## Leestekst
▼

De VS wordt vaak als een lastige markt gezien om binnen te komen voor Nederlandse sportinnovatieve bedrijven. Toch wagen steeds meer ondernemers de oversteek naar de grootste sportmarkt ter wereld met een waarde van 169.5592 miljoen dollar (35% van de wereld sportmarkt). Met de Olympische Spelen van LA2028 en het WK Voetbal in 2026 in de VS, Mexico en Canada zijn de komende jaren alle ogen in de sport op de VS gericht. Nederland sorteert duidelijk al voor op de nieuwe marktkansen die daardoor ontstaan. Tijdens het ‘Sports in USA Event’ in innovatiehub De Titaan in Den Haag op 11 juni lieten ruim 200 ondernemers met internationale ambitie zich bijpraten over de mogelijkheden om aan te haken.

▲

## Aangeleverde rijen
▼

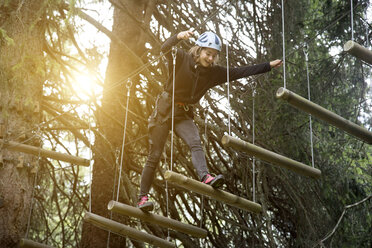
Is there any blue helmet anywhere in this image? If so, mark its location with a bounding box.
[196,31,222,51]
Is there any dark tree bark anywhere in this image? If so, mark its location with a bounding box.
[0,0,45,247]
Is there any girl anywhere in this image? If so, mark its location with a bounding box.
[137,31,282,211]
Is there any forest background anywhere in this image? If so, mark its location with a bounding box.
[0,0,372,247]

▲

## Oefenopdrachten
#1 Werk in de rijen de regels bij van de regel met "Is there any girl" tot en met het einde van de rijen door "forest background" te vervangen door "woodland background" en verder niets te wijzigen. Geef alleen die regels terug.
#2 Zet de tekst over de Amerikaanse sportmarkt alsjeblieft voort na de laatste zin.
De rijen hebben niets te maken met de tekst over de Amerikaanse sportmarkt.

## Antwoorden per opdracht
#1
Is there any girl anywhere in this image? If so, mark its location with a bounding box.
[137,31,282,211]
Is there any woodland background anywhere in this image? If so, mark its location with a bounding box.
[0,0,372,247]

#2
Het ‘Sports in USA Event’ werd georganiseerd door een brede coalitie van partijen als Orange Sports Forum, SportsNL, NL Expo LA/28, de KNVB en Green Wave. De bijeenkomst werd gefinancierd door het ministerie van Buitenlandse Zaken en RVO (Rijksdienst voor Ondernemend Nederland). Vanuit verschillende ambassades en consulaten en het Netherlands Business Support Office (NBSO) in Los Angeles waren ook experts van de Amerikaanse markt overgevlogen. "We wilden met dit netwerkevent laten zien wat de komende jaren in de VS gaat gebeuren met het WK voetbal in de VS en de Olympische Spelen van LA 2028 en de sportmarkt in het grotere geheel. Voor ondernemers die het interessant vinden om daar iets te gaan doen dan was dit een hele laagdrempelige manier om te kijken naar de mogelijkheden", legt Ruben Dubelaar van Green Wave uit.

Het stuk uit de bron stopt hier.